* BEGIN DATA ENTRIES *

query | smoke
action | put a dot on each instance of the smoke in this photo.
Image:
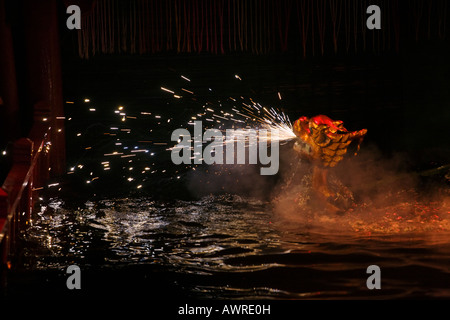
(387, 196)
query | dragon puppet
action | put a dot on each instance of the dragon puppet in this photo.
(324, 142)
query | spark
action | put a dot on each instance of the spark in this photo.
(167, 90)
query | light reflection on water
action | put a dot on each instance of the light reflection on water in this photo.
(234, 247)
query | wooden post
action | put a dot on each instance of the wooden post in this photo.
(4, 237)
(44, 75)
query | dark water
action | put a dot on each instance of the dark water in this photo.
(218, 233)
(228, 247)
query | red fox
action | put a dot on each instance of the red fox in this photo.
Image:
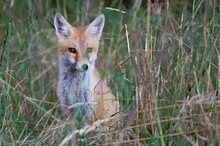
(79, 80)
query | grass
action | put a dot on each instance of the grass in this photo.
(162, 62)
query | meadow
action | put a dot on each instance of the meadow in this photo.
(161, 60)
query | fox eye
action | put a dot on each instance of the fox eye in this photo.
(89, 50)
(72, 50)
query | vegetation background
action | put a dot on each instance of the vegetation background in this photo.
(160, 58)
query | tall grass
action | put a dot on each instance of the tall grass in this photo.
(161, 60)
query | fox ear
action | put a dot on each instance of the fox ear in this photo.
(62, 27)
(95, 28)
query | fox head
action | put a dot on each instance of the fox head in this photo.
(78, 47)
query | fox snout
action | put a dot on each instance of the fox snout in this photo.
(80, 66)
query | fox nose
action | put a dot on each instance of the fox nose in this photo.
(84, 67)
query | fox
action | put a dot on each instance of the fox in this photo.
(79, 81)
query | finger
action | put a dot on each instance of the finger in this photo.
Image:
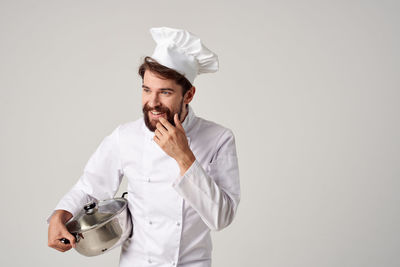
(178, 122)
(158, 133)
(166, 124)
(156, 139)
(67, 235)
(161, 128)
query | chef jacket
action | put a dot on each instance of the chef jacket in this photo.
(172, 215)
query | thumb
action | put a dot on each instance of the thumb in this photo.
(178, 123)
(70, 237)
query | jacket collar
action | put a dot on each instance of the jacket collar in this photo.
(187, 124)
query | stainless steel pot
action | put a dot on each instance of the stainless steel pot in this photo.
(101, 226)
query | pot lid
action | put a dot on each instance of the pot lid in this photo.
(95, 214)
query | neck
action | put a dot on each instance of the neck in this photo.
(184, 113)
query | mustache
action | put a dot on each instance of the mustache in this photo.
(159, 108)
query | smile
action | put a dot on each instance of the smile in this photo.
(157, 114)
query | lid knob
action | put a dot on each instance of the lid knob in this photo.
(90, 208)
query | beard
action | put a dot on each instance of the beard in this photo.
(163, 109)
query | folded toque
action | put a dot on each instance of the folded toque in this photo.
(183, 51)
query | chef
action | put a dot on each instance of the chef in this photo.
(182, 170)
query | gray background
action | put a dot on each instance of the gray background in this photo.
(310, 89)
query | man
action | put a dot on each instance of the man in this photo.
(182, 170)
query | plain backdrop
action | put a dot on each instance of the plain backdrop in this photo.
(309, 88)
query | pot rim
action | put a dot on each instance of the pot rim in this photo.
(125, 206)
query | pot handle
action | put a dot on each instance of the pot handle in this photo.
(66, 241)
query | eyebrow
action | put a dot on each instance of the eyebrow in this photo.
(161, 89)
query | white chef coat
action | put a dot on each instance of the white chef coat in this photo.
(172, 215)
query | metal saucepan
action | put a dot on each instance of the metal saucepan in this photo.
(100, 227)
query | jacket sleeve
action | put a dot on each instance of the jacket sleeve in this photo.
(214, 192)
(101, 177)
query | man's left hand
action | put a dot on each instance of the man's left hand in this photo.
(174, 142)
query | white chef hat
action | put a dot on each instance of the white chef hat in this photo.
(183, 51)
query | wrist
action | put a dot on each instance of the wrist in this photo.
(185, 162)
(62, 216)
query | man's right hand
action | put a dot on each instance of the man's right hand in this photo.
(57, 231)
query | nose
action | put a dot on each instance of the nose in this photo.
(154, 100)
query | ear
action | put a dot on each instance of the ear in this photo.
(189, 95)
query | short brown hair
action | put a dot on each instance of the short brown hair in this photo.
(164, 72)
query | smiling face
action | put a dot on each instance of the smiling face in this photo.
(162, 98)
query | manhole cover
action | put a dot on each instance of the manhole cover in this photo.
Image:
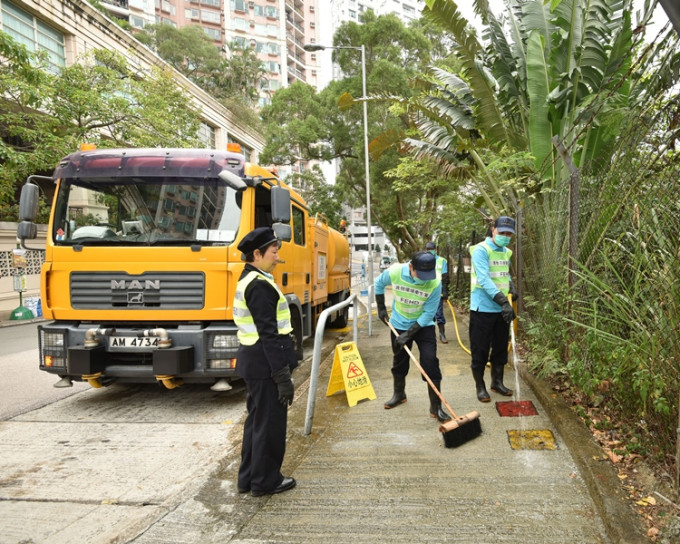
(532, 440)
(515, 408)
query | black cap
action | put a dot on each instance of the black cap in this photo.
(424, 263)
(505, 224)
(256, 239)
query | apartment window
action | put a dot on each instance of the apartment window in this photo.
(136, 21)
(168, 7)
(238, 23)
(209, 16)
(166, 21)
(273, 67)
(34, 34)
(239, 5)
(213, 33)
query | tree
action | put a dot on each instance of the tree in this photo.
(188, 49)
(45, 116)
(303, 124)
(236, 78)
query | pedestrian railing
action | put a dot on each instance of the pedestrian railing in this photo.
(316, 357)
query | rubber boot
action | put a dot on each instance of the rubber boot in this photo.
(442, 336)
(482, 394)
(399, 396)
(436, 409)
(497, 381)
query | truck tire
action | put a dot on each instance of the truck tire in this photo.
(342, 317)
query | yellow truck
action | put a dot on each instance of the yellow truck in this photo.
(141, 263)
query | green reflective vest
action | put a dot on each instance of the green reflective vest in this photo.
(247, 331)
(440, 266)
(499, 268)
(409, 298)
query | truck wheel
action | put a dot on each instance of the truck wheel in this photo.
(342, 318)
(296, 322)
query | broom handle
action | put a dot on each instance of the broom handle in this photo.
(427, 378)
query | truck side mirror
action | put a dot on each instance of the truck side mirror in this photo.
(283, 232)
(280, 204)
(28, 203)
(27, 231)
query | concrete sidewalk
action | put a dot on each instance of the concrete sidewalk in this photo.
(370, 475)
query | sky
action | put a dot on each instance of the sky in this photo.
(497, 7)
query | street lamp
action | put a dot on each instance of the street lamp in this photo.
(315, 47)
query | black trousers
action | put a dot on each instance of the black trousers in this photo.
(264, 437)
(488, 332)
(426, 341)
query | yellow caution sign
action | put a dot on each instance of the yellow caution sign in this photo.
(348, 374)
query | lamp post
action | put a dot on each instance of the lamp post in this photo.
(315, 47)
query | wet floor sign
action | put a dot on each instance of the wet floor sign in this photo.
(532, 440)
(349, 374)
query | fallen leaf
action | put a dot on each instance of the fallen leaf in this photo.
(613, 457)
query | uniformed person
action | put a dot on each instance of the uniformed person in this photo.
(490, 311)
(416, 293)
(265, 359)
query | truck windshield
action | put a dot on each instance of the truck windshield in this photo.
(145, 211)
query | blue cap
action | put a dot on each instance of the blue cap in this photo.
(505, 224)
(425, 264)
(256, 239)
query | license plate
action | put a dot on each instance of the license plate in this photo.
(132, 342)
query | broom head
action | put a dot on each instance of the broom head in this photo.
(457, 432)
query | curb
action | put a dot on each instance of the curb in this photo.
(620, 520)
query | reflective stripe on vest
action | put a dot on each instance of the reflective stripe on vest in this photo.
(409, 298)
(499, 268)
(440, 266)
(247, 331)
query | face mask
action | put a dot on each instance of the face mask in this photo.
(502, 241)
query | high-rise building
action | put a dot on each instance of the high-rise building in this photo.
(275, 29)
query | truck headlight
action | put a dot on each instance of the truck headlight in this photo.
(52, 349)
(224, 341)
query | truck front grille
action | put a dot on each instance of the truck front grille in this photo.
(151, 290)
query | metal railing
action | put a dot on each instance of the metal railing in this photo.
(316, 358)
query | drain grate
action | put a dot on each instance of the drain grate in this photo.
(542, 439)
(512, 408)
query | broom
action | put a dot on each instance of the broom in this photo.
(458, 430)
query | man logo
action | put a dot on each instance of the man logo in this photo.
(135, 298)
(135, 284)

* END DATA ENTRIES *

* **WHAT IS REQUIRED**: The data should be printed again unchanged; leave its pictures out.

* **SOLUTION BELOW**:
query | smoke
action | put a dot on each instance of the smoke in this photo.
Image:
(387, 196)
query | dragon puppet
action | put a dot on each instance of the dragon puppet in this photo.
(324, 142)
query | spark
action | put a dot on each instance of the spark in this photo.
(167, 90)
query | light reflection on water
action | put a dot on each instance of the light reflection on water in this photo.
(234, 247)
query | wooden post
action | put a dot on each instance of the wooden post in this photo.
(4, 237)
(44, 75)
query | dark water
action | put a dot on each instance of the dark water in this photo.
(218, 233)
(228, 247)
query | red fox
action | put a dot on each instance of the red fox in this photo.
Image:
(79, 80)
query | grass
action | put a dot on each instance of the grass in this photo.
(162, 62)
query | meadow
action | put a dot on each instance of the meadow in this photo.
(161, 60)
query | fox eye
action | put a dot on each instance of the fox eye in this photo.
(89, 50)
(72, 50)
query | vegetation background
action | put a dot on each instance of the vegetation background in this photo.
(160, 58)
query | tall grass
action | put a dot on each instance of the tall grass in this photo.
(161, 60)
query | fox ear
action | put a dot on each instance of the fox ear in this photo.
(62, 27)
(95, 28)
query | fox head
action | put a dot on each instance of the fox head in this photo.
(78, 47)
query | fox snout
action | put a dot on each instance of the fox snout in this photo.
(80, 66)
query | fox nose
action | put a dot on each instance of the fox nose in this photo.
(84, 67)
query | fox
action | put a dot on each instance of the fox in this photo.
(79, 81)
query | finger
action | put a dot on each instance of the finger in this photo.
Image:
(178, 122)
(158, 133)
(166, 124)
(156, 139)
(67, 235)
(161, 128)
query | chef jacket
action | put a dot on each instance of the chef jacket in this photo.
(172, 215)
query | thumb
action | put a dot on each instance of the thumb in this photo.
(178, 123)
(70, 237)
query | jacket collar
action | put a dot on each instance of the jacket collar in this photo.
(187, 124)
query | stainless steel pot
action | put a dot on each instance of the stainless steel pot in this photo.
(101, 226)
query | pot lid
action | put a dot on each instance of the pot lid in this photo.
(95, 214)
query | neck
action | put a dot on each instance of the neck in this photo.
(184, 113)
query | mustache
action | put a dot on each instance of the mustache in this photo.
(159, 108)
query | smile
action | put a dot on each instance of the smile in this photo.
(157, 114)
query | lid knob
action | put a dot on each instance of the lid knob in this photo.
(90, 208)
query | beard
action | put a dot on each instance of the beard in this photo.
(163, 109)
query | folded toque
action | put a dot on each instance of the folded toque in this photo.
(183, 51)
query | chef
action | put a dot on each instance of the chef in this photo.
(182, 170)
query | gray background
action | put a dot on each instance of the gray background in this photo.
(310, 89)
query | man
action | put a dot on each instance of the man in this photo.
(182, 170)
query | plain backdrop
action | put a dot on each instance of the plain backdrop in this photo.
(309, 88)
query | pot rim
action | put a dot on each instance of the pot rim in this photo.
(125, 206)
query | pot handle
action | put a dot on each instance of the pot handle in this photo.
(66, 241)
query | eyebrow
action | put a dot on each instance of the eyebrow in this photo.
(161, 89)
query | white chef coat
action | put a dot on each instance of the white chef coat in this photo.
(172, 215)
query | metal saucepan
action | put a dot on each instance of the metal saucepan in this photo.
(100, 227)
query | jacket sleeve
action | put a dot on each instance of the jacket sleeve in this photo.
(214, 192)
(101, 177)
query | man's left hand
action | put a dot on each instance of the man's left hand in this photo.
(174, 142)
query | white chef hat
action | put a dot on each instance of the white chef hat in this photo.
(183, 51)
query | wrist
action | put a dot on each instance of the wrist in this photo.
(185, 162)
(62, 216)
query | man's right hand
action | put a dot on each instance of the man's right hand in this photo.
(57, 231)
query | nose
action | put a dot on each instance of the nose in this photo.
(154, 100)
query | ear
action | put a dot on each instance of the ear in this photo.
(189, 95)
query | short brown hair
action | put a dot on each instance of the short brown hair in this photo.
(164, 72)
query | smiling face
action | put a dot on each instance of the smiling face in this photo.
(162, 98)
query | manhole cover
action | put a dot on each instance of the manhole cover in this photo.
Image:
(532, 440)
(515, 408)
query | black cap
action | put a dot on each instance of the black cap in this photo.
(424, 263)
(505, 224)
(256, 239)
query | apartment window
action | put a dot on each instance of the apartment window in this photo.
(136, 21)
(168, 7)
(238, 23)
(209, 16)
(166, 21)
(273, 67)
(34, 34)
(239, 5)
(213, 33)
query | tree
action | put a dot on each instance of the tree in this photo.
(188, 49)
(45, 116)
(303, 124)
(236, 78)
query | pedestrian railing
action | put a dot on each instance of the pedestrian railing in this photo.
(316, 357)
query | rubber boot
action | put a dot on each instance of the rubber boot in this photo.
(442, 336)
(482, 394)
(399, 396)
(436, 409)
(497, 381)
query | truck tire
action | put a dot on each instance of the truck tire in this photo.
(342, 317)
query | yellow truck
action | put a dot on each instance of the yellow truck in this photo.
(141, 263)
query | green reflective vest
action | put a dot on each instance of the green reflective vest in this photo.
(247, 331)
(440, 266)
(499, 268)
(409, 298)
query | truck wheel
action | put a dot on each instance of the truck wheel in this photo.
(342, 318)
(296, 322)
query | broom handle
action | put a dot on each instance of the broom handle in this photo.
(427, 378)
query | truck side mirror
action | put a dot on each instance of the truck side mirror in this photo.
(283, 232)
(280, 204)
(28, 203)
(27, 231)
query | concrete sidewalk
action | put a dot on each instance of the concrete sidewalk in this photo.
(370, 475)
query | sky
action | put a dot on each instance of the sky in this photo.
(497, 7)
query | street lamp
action | put a dot on each instance of the street lamp in this photo.
(315, 47)
query | black trousers
action | put a dot on each instance of the black trousers in this photo.
(264, 437)
(488, 332)
(426, 341)
query | yellow caution sign
action | put a dot on each instance of the yellow caution sign in this photo.
(348, 374)
query | lamp post
action | put a dot on each instance of the lamp post in this photo.
(315, 47)
query | wet floor sign
action | put a dot on each instance of the wet floor sign in this photo.
(532, 440)
(349, 374)
query | fallen leaf
action | put a dot on each instance of the fallen leaf in this photo.
(613, 457)
query | uniformed person
action | put a dot on each instance of the uniformed person in this photo.
(490, 311)
(416, 293)
(265, 359)
query | truck windshield
action | put a dot on each instance of the truck windshield in this photo.
(145, 211)
query | blue cap
action | put a dot on each instance of the blue cap in this photo.
(505, 224)
(425, 264)
(256, 239)
query | license plate
action | put a dot on each instance of the license plate in this photo.
(132, 342)
query | broom head
action | put a dot on each instance of the broom head in this photo.
(457, 432)
query | curb
action | put a dot on each instance of the curb in this photo.
(620, 520)
query | reflective stripe on vest
action | put a dot on each instance of the reflective stripe on vest in this photo.
(409, 298)
(499, 268)
(440, 266)
(247, 331)
query | face mask
action | put a dot on each instance of the face mask in this photo.
(502, 241)
query | high-rise building
action | put a dot on each instance of the high-rise building in this photo.
(275, 29)
query | truck headlight
action | put a dot on each instance of the truck headlight in this photo.
(52, 349)
(224, 341)
query | truck front grille
action | put a dot on each instance of the truck front grille in this photo.
(151, 290)
query | metal railing
action | put a dot on each instance of the metal railing in this photo.
(316, 358)
query | drain grate
action | put a dot on each instance of the drain grate in this photo.
(542, 439)
(512, 408)
query | broom
action | put a dot on each instance of the broom in this photo.
(458, 430)
query | man logo
action | put a dot on each instance of the man logo in this photo.
(135, 298)
(135, 284)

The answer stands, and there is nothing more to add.